§ Objective 1
Rewrite part of the records below as a JSON list of strings, one string per line, with blank lines left out. Start at the line in the records that contains "Each instance of the beige" and continue through the last line of the records.

_ _ _ _ _

On July 15, 2002, Avani Oxygen Water Corporation and the Company entered into an agreement with Mr. Ong pursuant to which the outstanding amount of $124,800 which was owed Mr. Ong was cancelled in exchange for the issuance of 4,160,000 shares of common stock of the Company and stock purchase warrants to acquire 12,480,000 shares of common stock of the Company. The stock purchase warrants are exercisable in whole or in part at any time on or before five years from July 15, 2002 at an exercise price of; $0.03 if on or before July 15, 2004, $0.05 if on or before July 15, 2006, and $0.07 if on or before July 15, 2007.


Item 4. Purpose of Transaction.

To acquire for investment purposes 4,160,000 shares of common stock and 12,480,000 common stock warrants.


Item 5. Interest in Securities of Issuer.

On July 15, 2002, Avani Oxygen Water Corporation and the Company entered into an agreement with Mr. Ong pursuant to which the outstanding amount of $124,800 which was owed Mr. Ong was cancelled in exchange for the issuance of 4,160,000 shares of common stock of the Company and stock purchase warrants to acquire 12,480,000 shares of common stock of the Company. The stock purchase warrants are exercisable in whole or in part at any time on or before five years from July 15, 2002 at an exercise price of; $0.03 if on or before July 15, 2004, $0.05 if on or before July 15, 2006, and $0.07 if on or before July 15, 2007.

The reporting person has the sole power to vote or to direct the voting of these shares. Moreover, as of July 15, 2002, these securities represent 77.9% of the total issued and outstanding common stock of the issuer.

_ _ _ _ _

§ Objective 2
According to the securities filing excerpt, what percentage of the issuer's total issued and outstanding common stock did the securities represent as of July 15, 2002?

_ _ _ _ _

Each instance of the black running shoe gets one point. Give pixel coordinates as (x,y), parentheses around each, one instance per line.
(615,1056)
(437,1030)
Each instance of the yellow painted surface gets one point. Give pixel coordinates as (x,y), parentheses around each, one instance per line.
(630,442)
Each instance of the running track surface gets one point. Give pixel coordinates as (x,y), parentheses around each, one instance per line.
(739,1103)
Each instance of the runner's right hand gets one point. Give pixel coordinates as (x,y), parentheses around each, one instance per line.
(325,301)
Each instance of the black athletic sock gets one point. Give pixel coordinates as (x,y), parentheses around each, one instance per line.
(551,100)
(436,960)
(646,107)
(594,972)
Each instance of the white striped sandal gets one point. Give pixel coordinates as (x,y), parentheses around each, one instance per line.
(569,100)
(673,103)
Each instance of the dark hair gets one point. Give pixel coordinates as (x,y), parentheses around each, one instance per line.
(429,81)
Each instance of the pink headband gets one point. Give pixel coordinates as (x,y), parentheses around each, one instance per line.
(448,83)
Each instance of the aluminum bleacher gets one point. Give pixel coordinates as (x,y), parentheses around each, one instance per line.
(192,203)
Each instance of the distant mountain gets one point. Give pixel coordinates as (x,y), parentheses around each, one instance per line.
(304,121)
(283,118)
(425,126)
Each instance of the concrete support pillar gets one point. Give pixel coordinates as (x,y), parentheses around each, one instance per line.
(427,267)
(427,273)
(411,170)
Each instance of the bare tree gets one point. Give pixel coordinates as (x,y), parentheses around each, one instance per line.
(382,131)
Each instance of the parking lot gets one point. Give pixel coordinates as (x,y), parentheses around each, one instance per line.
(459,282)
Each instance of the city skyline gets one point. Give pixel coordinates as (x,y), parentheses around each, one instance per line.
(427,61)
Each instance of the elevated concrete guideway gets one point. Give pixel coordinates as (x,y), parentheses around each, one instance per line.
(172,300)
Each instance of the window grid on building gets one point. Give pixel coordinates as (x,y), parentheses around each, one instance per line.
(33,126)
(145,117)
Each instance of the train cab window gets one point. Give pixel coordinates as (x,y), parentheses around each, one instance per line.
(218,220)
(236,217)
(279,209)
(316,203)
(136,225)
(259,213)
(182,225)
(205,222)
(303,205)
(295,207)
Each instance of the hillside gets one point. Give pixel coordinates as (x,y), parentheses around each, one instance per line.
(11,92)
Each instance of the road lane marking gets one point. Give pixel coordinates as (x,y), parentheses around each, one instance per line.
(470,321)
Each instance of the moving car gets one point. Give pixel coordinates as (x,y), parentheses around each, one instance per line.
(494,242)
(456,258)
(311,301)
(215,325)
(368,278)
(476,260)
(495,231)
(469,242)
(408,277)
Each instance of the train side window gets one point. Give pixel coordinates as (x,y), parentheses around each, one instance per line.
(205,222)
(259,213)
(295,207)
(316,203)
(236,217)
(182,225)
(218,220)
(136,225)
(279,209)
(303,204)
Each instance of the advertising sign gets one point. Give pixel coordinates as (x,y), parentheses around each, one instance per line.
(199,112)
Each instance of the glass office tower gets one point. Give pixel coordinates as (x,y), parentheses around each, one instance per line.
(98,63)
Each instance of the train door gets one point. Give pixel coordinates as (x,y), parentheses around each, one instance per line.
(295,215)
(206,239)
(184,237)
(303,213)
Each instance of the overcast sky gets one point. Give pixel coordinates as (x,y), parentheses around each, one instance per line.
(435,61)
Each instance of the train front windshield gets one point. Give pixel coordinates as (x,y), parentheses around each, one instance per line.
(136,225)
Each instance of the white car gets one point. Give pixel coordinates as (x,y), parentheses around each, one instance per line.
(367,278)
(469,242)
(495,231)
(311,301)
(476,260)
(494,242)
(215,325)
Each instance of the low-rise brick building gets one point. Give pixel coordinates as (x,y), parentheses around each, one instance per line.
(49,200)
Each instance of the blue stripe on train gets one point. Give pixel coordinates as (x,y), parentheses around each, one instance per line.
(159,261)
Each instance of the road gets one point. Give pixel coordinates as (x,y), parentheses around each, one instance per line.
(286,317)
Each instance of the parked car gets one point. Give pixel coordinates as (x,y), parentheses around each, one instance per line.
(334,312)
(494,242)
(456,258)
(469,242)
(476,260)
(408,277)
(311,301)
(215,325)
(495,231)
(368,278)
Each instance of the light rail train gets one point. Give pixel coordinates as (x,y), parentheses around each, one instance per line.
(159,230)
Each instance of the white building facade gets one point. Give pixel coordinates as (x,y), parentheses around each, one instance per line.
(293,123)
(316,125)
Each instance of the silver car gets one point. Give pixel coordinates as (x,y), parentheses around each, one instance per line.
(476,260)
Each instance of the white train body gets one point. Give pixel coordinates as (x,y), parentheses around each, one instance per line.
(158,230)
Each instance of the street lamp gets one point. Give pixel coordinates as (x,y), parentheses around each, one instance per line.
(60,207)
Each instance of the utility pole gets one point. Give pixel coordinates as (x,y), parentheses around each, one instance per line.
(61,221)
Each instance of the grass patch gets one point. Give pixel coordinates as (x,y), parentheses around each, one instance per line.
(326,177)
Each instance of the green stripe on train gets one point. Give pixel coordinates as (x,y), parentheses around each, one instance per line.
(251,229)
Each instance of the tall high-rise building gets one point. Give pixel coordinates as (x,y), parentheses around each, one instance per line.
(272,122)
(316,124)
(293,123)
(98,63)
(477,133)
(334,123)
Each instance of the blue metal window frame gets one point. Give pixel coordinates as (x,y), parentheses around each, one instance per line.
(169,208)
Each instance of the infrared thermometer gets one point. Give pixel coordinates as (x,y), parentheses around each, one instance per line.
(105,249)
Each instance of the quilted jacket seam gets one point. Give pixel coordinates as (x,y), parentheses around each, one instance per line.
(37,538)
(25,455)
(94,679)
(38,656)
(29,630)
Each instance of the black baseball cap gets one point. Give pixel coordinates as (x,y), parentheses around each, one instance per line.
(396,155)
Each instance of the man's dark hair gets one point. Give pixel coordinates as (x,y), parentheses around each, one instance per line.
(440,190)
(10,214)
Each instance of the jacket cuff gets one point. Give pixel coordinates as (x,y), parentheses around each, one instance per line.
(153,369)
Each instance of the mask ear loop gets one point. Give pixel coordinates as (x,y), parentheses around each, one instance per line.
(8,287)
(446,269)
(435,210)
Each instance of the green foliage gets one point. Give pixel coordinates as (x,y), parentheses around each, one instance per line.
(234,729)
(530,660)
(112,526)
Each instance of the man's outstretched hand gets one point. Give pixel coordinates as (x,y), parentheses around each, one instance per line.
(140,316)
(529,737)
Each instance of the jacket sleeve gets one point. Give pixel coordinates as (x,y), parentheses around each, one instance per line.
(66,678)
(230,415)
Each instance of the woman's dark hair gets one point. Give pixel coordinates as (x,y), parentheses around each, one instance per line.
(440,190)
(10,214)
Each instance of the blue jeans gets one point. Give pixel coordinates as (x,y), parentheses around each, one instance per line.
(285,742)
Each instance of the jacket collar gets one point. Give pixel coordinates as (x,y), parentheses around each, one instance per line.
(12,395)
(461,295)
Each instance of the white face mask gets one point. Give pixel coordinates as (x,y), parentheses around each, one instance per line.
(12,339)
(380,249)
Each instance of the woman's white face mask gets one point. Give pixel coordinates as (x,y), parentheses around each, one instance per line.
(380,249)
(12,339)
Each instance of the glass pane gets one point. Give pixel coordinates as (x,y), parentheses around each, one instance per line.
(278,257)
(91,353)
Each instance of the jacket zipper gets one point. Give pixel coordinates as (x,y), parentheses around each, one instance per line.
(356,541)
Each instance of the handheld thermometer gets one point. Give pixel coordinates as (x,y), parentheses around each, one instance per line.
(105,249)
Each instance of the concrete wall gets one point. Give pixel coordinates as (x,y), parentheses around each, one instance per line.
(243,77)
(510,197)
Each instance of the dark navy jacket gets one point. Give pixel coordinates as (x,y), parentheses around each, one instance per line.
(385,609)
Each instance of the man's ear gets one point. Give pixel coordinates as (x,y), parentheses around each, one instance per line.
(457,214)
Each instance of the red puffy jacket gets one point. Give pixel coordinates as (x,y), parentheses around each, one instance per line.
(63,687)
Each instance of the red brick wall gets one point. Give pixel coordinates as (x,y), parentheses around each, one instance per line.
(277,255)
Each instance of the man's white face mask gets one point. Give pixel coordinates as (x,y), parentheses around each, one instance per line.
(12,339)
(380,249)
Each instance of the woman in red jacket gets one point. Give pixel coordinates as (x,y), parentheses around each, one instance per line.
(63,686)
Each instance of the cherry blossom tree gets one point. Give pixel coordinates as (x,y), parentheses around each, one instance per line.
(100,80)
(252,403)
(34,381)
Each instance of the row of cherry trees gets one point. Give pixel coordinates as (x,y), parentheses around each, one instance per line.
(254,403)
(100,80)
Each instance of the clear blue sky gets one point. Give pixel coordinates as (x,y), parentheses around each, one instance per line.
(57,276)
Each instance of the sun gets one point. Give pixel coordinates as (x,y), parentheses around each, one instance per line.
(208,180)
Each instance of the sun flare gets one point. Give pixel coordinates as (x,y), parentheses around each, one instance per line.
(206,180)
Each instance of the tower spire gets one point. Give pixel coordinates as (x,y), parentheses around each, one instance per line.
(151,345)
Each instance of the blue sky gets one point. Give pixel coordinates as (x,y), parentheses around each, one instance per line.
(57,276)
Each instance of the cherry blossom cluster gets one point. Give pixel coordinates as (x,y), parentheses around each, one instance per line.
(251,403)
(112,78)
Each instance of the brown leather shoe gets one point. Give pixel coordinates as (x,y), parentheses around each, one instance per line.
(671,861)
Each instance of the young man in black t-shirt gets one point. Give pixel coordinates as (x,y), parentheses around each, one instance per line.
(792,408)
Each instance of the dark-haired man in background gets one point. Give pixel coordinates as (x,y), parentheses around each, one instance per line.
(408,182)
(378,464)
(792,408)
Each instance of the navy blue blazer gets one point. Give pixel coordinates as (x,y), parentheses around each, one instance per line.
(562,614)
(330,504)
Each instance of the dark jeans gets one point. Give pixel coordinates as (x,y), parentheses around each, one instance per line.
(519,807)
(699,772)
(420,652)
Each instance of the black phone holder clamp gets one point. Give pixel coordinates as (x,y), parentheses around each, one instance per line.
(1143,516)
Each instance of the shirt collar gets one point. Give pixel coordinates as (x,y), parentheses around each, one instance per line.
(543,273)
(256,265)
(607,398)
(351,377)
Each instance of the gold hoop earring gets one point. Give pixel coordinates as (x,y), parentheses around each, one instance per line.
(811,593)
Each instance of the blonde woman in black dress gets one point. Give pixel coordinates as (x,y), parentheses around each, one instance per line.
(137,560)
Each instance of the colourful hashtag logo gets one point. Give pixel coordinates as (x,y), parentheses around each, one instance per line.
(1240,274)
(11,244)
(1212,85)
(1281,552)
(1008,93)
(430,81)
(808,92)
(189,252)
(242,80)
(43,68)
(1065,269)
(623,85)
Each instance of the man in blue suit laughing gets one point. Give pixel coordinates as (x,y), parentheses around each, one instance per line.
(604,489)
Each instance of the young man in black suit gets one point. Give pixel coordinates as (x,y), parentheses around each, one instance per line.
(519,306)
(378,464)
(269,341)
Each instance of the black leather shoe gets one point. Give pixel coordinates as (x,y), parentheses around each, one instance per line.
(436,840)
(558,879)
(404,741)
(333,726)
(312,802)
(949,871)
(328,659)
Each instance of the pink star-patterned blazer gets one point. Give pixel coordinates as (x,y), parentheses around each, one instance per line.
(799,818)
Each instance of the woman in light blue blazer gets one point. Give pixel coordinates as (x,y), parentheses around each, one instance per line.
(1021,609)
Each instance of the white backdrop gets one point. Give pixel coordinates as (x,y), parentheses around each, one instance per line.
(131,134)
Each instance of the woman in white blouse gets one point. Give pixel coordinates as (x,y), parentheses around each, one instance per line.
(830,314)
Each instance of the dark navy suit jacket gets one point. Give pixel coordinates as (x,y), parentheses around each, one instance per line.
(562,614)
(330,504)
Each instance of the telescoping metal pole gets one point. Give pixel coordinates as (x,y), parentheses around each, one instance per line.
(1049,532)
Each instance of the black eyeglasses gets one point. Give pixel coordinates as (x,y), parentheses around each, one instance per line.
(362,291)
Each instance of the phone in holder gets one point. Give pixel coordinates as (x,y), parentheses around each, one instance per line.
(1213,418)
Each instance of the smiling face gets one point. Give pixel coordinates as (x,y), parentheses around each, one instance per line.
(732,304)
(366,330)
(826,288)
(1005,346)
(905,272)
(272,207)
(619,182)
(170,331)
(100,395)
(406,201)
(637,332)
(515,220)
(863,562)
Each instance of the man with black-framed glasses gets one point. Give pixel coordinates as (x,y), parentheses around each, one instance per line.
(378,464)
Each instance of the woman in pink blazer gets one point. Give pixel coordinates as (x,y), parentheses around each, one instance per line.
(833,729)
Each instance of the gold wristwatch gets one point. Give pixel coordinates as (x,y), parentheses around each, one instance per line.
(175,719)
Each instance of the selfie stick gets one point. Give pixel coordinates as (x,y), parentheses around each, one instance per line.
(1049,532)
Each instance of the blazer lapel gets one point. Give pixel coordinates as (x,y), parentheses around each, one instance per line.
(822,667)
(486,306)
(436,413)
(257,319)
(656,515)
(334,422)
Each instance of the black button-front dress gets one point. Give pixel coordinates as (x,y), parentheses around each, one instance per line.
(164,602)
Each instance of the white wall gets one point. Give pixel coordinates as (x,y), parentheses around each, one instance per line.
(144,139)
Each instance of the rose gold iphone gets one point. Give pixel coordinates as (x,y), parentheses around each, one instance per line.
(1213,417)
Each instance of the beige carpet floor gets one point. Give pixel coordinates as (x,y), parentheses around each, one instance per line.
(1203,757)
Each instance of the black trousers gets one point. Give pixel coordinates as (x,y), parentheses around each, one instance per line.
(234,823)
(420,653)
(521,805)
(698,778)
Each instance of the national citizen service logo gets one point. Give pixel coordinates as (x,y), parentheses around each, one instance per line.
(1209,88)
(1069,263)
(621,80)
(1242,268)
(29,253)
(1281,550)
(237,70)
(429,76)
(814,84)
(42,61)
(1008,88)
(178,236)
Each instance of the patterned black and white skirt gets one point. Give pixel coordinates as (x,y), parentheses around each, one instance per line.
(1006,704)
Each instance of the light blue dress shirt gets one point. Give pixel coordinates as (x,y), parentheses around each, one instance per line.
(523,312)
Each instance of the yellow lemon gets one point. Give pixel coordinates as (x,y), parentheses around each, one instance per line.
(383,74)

_ _ _ _ _

§ Result 1
[
  "Each instance of the beige carpet floor gets one point. Give pixel coordinates as (x,y), parentheses around each, one instance per line.",
  "(1203,757)",
  "Each instance of the black trousers gets one point. Give pixel coordinates as (x,y), parentheses around each, one instance per line.",
  "(234,823)",
  "(420,653)",
  "(521,805)",
  "(698,778)",
  "Each instance of the national citizen service logo gets one point. Give pixel coordinates as (x,y), parentheses around each, one instance per line.",
  "(1209,88)",
  "(1069,263)",
  "(621,80)",
  "(1242,268)",
  "(29,253)",
  "(1281,550)",
  "(237,70)",
  "(429,76)",
  "(814,84)",
  "(42,61)",
  "(1008,88)",
  "(178,236)",
  "Each instance of the patterned black and white skirt gets one point. Give pixel coordinates as (x,y), parentheses around each, one instance per line.",
  "(1006,704)",
  "Each instance of the light blue dress shirt gets one point. Give pixel coordinates as (x,y), parentheses around each, one instance per line.",
  "(523,312)",
  "Each instance of the yellow lemon gets one point. Give pixel coordinates as (x,y), parentheses around each, one instance per line.",
  "(383,74)"
]

§ Result 2
77.9%